WHAT TO DO> Please print, word for word, every line from the one that contains "instance like [473,456]." through the last line of the records, and nothing else.

EXERCISE MATERIALS>

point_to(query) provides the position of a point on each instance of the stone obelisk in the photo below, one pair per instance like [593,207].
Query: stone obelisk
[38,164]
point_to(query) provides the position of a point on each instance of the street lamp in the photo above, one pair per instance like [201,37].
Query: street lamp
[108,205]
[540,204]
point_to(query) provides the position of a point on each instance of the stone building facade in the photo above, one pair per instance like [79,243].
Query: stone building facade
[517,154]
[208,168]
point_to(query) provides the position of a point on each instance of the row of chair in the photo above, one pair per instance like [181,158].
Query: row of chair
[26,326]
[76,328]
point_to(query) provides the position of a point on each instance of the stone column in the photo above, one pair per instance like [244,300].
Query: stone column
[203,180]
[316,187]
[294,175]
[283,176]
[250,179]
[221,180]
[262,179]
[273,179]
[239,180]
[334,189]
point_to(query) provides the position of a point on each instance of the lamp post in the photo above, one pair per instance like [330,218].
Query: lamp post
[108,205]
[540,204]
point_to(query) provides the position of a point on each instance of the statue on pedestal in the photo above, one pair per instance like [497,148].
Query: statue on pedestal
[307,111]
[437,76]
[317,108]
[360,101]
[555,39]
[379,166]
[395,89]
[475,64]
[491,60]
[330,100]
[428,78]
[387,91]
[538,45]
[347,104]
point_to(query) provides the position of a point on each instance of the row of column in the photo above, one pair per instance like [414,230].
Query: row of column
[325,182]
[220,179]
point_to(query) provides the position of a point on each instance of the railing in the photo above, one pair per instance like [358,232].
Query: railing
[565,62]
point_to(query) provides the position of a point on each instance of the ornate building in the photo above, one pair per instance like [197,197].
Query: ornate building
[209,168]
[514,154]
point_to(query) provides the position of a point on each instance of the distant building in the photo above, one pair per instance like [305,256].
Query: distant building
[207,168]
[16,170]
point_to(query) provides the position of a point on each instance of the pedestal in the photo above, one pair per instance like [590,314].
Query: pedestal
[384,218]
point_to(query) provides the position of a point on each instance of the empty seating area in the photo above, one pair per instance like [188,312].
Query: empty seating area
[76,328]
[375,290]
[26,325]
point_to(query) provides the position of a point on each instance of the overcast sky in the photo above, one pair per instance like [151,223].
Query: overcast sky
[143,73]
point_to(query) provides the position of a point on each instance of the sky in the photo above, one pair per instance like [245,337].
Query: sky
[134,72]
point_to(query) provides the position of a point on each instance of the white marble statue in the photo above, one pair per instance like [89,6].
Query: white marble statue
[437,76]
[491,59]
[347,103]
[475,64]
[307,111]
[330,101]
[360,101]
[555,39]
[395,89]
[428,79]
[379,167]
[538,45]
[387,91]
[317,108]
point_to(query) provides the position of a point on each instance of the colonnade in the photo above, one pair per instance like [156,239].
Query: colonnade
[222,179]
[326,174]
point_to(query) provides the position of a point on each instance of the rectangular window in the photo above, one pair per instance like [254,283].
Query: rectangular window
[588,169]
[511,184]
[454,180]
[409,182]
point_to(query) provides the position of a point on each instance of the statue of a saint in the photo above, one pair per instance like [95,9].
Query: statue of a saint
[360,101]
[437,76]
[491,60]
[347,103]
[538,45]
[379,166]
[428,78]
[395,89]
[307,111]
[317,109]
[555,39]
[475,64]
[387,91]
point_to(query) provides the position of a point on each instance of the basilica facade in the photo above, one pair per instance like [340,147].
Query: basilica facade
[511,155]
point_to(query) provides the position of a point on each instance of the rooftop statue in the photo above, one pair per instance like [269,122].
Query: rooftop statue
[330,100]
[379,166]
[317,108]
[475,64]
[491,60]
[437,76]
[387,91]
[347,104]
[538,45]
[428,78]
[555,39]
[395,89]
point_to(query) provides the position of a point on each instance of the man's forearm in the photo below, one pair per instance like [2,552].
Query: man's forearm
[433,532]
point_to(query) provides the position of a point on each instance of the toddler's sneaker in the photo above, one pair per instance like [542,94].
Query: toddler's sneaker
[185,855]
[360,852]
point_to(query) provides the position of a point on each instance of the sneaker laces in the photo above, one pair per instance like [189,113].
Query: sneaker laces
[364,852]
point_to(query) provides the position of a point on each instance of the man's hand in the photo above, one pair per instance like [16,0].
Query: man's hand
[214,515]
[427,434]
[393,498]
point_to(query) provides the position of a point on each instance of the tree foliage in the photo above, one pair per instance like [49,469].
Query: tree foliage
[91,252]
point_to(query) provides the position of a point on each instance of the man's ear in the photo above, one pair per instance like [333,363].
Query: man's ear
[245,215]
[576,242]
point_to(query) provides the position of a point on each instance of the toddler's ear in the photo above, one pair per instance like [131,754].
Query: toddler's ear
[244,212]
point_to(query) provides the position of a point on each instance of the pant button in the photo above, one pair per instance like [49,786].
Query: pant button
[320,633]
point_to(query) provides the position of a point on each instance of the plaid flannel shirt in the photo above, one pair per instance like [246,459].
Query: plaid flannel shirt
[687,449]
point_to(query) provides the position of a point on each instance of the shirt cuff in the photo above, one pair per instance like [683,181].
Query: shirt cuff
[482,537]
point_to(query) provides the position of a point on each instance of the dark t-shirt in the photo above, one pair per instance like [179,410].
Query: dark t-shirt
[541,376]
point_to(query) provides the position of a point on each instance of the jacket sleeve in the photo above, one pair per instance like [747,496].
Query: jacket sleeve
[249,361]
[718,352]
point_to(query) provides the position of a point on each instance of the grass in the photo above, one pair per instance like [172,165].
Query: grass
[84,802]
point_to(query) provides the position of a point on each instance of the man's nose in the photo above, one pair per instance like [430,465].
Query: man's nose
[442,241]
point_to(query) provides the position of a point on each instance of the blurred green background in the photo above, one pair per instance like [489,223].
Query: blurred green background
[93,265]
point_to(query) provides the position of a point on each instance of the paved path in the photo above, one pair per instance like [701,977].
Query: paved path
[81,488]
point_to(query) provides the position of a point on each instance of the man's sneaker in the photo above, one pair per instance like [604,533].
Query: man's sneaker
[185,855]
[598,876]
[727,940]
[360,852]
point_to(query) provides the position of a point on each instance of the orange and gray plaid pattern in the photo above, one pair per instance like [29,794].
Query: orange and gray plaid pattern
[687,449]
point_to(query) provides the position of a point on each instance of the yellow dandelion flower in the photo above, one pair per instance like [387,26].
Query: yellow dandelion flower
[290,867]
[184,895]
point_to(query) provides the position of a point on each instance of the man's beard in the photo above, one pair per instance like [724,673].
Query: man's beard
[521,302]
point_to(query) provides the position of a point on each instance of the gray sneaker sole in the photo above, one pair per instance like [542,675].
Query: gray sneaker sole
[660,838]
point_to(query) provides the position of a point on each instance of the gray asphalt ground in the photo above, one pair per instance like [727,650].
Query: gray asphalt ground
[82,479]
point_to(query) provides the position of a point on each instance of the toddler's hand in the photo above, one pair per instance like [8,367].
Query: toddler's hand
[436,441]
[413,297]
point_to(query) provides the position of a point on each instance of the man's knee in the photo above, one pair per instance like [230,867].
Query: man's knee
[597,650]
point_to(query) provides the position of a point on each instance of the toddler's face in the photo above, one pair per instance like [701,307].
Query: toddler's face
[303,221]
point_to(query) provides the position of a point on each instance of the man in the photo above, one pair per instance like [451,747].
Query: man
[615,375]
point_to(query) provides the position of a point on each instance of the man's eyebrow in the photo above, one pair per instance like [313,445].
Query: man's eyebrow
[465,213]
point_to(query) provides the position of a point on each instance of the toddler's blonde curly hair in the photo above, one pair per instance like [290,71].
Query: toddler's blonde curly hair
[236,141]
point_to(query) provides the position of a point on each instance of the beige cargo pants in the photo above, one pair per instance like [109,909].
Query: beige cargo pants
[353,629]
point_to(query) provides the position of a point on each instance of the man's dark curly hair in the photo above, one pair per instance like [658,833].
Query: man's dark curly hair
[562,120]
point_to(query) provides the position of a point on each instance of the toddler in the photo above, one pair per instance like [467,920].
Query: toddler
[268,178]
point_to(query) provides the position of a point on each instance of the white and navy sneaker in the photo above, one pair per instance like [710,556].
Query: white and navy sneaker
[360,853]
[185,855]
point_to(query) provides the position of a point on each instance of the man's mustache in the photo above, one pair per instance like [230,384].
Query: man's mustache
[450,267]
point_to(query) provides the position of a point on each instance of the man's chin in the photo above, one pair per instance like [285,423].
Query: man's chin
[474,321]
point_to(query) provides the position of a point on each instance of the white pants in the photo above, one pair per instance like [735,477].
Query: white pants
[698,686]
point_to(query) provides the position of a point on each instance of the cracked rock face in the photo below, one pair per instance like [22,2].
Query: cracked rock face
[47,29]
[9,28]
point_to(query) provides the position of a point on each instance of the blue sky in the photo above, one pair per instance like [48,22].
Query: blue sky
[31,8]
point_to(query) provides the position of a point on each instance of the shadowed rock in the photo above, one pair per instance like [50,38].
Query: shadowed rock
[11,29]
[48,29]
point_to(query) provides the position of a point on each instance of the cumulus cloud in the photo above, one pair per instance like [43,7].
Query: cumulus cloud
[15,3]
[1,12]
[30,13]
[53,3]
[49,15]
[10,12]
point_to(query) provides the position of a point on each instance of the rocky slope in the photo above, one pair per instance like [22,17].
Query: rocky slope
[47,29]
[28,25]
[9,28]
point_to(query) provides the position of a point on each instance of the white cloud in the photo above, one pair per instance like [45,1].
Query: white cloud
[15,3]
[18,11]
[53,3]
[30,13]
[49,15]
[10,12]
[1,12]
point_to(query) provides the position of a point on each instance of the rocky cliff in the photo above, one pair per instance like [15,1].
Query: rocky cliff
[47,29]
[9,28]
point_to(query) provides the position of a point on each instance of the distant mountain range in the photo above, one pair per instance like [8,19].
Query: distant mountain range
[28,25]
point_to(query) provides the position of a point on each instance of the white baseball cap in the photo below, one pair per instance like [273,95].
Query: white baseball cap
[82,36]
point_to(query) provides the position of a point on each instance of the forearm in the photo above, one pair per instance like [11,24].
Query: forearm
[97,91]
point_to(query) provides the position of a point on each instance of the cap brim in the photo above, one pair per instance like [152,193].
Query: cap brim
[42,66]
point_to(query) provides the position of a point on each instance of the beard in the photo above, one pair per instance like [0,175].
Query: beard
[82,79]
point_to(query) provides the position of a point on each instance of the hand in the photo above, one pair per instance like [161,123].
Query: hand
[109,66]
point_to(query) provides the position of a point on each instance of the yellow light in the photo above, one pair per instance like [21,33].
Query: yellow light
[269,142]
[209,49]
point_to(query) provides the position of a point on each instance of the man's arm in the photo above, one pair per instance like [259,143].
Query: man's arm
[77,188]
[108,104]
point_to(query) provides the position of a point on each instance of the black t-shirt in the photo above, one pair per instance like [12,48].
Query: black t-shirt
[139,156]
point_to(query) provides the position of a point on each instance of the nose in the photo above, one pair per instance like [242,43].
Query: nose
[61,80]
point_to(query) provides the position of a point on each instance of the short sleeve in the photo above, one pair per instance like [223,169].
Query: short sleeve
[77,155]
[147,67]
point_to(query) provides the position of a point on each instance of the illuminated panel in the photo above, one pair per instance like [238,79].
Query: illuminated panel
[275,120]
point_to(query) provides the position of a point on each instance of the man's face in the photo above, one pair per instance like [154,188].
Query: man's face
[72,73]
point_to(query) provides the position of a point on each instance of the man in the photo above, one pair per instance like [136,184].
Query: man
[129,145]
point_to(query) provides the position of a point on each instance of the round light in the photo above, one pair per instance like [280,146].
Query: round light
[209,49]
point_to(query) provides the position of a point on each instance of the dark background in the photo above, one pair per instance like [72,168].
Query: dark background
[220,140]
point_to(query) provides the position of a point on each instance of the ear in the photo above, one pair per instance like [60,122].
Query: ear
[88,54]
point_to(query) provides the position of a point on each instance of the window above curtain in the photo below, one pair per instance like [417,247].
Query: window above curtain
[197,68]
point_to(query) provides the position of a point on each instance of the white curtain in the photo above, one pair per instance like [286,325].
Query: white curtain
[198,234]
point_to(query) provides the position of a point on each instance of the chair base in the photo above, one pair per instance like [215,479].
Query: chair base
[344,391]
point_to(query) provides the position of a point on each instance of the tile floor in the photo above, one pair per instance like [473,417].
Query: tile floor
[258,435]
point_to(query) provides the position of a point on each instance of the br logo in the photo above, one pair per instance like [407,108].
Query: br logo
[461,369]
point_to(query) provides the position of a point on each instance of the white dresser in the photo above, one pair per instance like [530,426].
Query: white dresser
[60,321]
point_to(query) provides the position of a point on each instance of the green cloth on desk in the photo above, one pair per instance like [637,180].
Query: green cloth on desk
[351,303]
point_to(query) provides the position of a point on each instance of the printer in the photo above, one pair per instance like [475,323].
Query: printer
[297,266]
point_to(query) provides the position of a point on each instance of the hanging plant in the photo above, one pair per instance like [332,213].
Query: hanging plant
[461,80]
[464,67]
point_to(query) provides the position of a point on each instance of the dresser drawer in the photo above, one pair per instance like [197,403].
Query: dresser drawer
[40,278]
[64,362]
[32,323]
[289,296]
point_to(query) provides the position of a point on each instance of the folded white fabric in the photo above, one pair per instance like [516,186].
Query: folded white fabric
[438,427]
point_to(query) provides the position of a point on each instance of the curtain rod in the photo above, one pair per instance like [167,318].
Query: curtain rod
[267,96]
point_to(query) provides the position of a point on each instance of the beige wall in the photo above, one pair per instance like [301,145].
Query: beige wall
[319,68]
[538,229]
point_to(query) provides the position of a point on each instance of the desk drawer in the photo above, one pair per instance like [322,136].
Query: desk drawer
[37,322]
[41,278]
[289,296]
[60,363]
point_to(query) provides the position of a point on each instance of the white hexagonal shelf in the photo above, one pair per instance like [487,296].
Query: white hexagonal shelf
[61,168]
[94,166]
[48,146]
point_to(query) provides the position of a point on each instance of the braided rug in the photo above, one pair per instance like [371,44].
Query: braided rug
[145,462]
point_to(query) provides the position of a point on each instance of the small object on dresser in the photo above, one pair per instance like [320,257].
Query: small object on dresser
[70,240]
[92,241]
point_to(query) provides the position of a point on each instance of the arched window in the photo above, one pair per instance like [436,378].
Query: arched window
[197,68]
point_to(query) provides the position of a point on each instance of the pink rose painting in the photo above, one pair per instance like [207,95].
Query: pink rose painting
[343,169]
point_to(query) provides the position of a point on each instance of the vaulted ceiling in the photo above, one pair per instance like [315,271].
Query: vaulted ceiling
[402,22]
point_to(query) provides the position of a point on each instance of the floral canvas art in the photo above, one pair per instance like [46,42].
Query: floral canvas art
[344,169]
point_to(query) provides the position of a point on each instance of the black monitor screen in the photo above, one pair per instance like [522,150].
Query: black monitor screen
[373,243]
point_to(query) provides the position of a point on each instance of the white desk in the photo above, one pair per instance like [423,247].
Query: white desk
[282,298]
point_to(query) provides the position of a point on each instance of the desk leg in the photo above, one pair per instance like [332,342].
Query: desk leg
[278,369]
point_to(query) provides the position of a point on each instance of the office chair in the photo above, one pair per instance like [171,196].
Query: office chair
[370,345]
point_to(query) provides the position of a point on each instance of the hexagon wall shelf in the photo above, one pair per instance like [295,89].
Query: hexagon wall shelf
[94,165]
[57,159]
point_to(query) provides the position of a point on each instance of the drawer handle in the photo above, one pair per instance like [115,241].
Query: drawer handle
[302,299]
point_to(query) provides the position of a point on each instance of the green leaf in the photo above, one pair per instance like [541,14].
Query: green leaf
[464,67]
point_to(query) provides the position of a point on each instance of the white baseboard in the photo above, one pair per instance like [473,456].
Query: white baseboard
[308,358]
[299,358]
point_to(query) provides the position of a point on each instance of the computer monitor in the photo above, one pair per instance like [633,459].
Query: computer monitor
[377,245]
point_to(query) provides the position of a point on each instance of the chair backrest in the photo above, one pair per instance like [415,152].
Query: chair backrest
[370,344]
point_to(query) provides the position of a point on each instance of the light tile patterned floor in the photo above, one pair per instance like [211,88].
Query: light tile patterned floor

SOLUTION TO THIS TASK>
point_to(query) provides the position of a point on each instance of the white baseboard in the photo above, one pair per instance like [473,456].
Query: white baseboard
[308,358]
[299,358]
point_to(query) provides the position of a point on each instance of the computer monitor in the photo above, one pair per instance like [633,459].
Query: computer monitor
[377,245]
point_to(query) provides the position of a point on each instance of the chair backrest in the photo above, one pair per instance like [415,152].
Query: chair backrest
[370,344]
point_to(query) provides the position of a point on each instance of the light tile patterned floor in the photo above, one pair per instance like [211,88].
Query: light tile patterned floor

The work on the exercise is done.